I've just returned from a very successful trip to South Korea where I was asked to give a talk titled, 'Hanji - After Korea' which was a presentation on how to continue doing Hanji once you've left and moved overseas. At first I was quite apprehensive but I felt that I'd learnt so much myself over the last 12 years since leaving Korea that my journey was worth sharing if it was going to help others who wanted to follow in the same path.
People are creative in different ways and expats in Korea are no exception therefore some decide to try Hanji crafts during their stay in the country. Why? Because its different to anything they've ever done before. It looks beautiful, it's practical and it's a part of the traditional Korean experience. That can be difficult in itself as getting a Hanji teacher even in Korea, that they can communicate easily with and ask questions about the work, is a challenge.
The experience is enjoyable for the majority of people but most make one or two things and then move on to another craft or move countries thinking that it's too hard to continue on this journey. Some of us get hooked and despite the initial challenges we still want to know how we can continue doing it once we leave.
This was my personal experience and I've worked hard over the last 12 years to try to overcome any obstacles that've been put in my way and might have stopped me from continuing on my Hanji craft journey. I'm so glad I'm still learning and growing in my craft everyday.
I had no idea how many people might come to the meeting that was to be held at Jankura Artspace, a small Art studio run by Mike Stewart in the heart of Itaewon, an area in Seoul. Mike has opened the only expat run Art studio in Seoul to fulfil a need for Art classes in English for the large expat community. It took a little while to find the building and it was on the fourth floor with no lift so I arrived quite puffed and a little frazzled I must admit but, before long I'd calmed down and thoroughly enjoyed the experience.
We had a small enthusiastic group of participates on the day and I was informed that we were fortunate to have people come because it was such a nice sunny Spring day, and after a long cold winter people would have been out enjoying the weather whilst it lasted instead of being couped up inside. Everyone who attended was pleased to meet other like minded Hanji lovers and to have the opportunity to make contacts that they might otherwise not have made. Most shared that they felt isolated from other English speaking Hanji lovers and welcomed the opportunity to share their passion and stories with others.

> [Exercise instructions]:
A) According to the Hanji account, why do some expats in Korea decide to try Hanji crafts? List every reason it gives.
B) Who runs Jankura Artspace, according to the Hanji account?

> [Provided material]:
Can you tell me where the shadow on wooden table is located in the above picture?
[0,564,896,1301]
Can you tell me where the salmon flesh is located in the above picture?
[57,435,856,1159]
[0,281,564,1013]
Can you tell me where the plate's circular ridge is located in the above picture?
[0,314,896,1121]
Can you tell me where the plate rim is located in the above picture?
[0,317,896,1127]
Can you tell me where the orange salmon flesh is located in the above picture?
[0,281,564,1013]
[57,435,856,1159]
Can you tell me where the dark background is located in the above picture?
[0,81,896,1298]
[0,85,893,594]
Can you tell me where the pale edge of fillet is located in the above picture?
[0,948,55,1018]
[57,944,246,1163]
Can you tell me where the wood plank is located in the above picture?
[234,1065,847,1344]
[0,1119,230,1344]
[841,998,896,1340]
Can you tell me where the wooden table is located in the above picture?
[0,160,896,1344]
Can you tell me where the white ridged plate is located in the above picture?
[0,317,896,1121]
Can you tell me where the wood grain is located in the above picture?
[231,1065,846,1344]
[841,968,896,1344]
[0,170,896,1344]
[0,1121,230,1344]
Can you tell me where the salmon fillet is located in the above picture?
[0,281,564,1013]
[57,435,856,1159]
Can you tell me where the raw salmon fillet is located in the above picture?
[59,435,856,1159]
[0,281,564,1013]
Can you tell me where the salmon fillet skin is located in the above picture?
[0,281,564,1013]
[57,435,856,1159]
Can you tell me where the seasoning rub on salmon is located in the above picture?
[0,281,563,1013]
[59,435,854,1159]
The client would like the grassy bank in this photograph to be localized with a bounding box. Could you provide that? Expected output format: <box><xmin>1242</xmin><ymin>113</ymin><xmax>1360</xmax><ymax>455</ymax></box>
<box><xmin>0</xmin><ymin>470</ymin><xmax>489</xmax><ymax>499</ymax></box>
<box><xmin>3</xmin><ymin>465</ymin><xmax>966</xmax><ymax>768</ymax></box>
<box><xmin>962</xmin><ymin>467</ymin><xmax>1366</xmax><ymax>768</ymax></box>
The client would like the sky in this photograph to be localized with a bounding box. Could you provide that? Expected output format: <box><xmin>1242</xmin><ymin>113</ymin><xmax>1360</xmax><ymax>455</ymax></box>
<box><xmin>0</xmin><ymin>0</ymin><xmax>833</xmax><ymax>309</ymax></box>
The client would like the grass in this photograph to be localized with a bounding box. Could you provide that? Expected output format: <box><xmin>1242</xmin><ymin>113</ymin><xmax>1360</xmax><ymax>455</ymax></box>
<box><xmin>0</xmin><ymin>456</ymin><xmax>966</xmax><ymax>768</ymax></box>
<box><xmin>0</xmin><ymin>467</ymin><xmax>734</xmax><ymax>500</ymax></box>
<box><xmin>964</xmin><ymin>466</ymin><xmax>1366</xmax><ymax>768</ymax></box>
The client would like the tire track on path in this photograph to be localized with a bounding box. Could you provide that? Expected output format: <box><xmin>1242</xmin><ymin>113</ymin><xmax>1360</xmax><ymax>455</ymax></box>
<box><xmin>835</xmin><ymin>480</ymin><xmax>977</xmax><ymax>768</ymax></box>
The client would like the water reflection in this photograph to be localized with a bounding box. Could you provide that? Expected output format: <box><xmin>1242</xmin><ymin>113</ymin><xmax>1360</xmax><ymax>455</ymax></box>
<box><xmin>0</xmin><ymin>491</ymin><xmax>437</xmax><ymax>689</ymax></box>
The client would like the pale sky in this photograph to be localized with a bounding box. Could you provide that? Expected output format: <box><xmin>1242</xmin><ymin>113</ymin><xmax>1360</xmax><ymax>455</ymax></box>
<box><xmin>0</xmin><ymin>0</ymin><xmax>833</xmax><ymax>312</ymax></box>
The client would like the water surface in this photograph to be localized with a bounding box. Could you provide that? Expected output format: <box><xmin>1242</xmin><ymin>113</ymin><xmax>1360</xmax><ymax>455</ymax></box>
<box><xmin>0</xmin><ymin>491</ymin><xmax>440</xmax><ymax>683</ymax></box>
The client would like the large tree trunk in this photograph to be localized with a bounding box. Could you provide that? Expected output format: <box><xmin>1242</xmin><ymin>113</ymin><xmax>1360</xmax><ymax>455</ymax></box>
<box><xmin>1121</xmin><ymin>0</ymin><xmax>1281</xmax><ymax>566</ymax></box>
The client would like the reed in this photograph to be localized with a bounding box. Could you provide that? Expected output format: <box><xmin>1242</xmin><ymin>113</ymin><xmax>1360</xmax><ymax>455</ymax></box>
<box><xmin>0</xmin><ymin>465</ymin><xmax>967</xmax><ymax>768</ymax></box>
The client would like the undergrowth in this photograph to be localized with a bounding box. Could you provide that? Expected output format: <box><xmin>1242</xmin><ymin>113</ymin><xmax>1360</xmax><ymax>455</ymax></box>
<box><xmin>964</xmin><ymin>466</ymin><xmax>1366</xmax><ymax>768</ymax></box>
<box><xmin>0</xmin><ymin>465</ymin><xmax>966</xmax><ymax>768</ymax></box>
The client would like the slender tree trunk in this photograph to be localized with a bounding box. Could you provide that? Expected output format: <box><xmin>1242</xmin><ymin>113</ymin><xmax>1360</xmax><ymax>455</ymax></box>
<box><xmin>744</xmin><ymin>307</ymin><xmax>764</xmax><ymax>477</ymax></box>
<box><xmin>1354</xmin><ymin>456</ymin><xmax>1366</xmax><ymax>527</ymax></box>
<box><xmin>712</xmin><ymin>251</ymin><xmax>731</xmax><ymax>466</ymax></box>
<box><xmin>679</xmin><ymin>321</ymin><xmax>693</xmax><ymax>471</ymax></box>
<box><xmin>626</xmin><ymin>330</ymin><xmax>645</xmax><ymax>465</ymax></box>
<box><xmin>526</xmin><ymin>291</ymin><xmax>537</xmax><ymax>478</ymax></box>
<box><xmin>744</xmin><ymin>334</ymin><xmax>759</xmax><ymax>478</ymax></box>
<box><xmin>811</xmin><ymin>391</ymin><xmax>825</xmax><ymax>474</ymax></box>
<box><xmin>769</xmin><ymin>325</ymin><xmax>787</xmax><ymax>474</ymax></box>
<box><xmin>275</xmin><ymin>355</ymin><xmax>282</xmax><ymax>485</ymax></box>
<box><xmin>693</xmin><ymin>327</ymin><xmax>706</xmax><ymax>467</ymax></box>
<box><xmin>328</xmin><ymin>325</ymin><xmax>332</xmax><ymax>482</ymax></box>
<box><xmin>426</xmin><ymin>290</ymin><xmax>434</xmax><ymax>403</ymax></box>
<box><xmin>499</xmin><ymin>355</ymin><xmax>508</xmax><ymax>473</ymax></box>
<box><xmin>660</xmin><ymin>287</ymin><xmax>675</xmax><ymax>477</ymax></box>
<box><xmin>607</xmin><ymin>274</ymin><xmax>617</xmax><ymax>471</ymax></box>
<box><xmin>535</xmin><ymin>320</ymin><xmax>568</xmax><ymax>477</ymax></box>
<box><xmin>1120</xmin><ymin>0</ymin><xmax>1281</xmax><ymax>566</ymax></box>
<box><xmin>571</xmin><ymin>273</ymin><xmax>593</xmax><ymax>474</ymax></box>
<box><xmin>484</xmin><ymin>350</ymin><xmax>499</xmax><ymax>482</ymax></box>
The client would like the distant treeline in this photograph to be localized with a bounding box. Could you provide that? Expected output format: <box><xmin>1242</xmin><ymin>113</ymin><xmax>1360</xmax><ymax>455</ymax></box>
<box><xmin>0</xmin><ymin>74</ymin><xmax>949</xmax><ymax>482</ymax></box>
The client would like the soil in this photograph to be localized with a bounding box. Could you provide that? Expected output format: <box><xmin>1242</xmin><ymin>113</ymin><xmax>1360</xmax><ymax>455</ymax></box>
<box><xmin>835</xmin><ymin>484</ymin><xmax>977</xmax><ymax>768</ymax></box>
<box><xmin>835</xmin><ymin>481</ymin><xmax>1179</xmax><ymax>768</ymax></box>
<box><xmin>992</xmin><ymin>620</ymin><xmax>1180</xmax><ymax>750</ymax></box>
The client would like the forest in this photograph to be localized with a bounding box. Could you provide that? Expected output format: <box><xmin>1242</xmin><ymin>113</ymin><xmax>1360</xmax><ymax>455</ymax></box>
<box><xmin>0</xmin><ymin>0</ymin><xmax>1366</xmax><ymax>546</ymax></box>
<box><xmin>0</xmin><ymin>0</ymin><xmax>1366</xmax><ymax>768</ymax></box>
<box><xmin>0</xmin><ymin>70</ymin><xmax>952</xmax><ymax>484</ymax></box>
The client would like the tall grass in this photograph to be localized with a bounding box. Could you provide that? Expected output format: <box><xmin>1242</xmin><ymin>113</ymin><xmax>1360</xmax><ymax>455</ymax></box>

> [Exercise solutions]:
A)
- It's different to anything they've ever done before.
- It looks beautiful.
- It's practical.
- It's a part of the traditional Korean experience.

B) Mike Stewart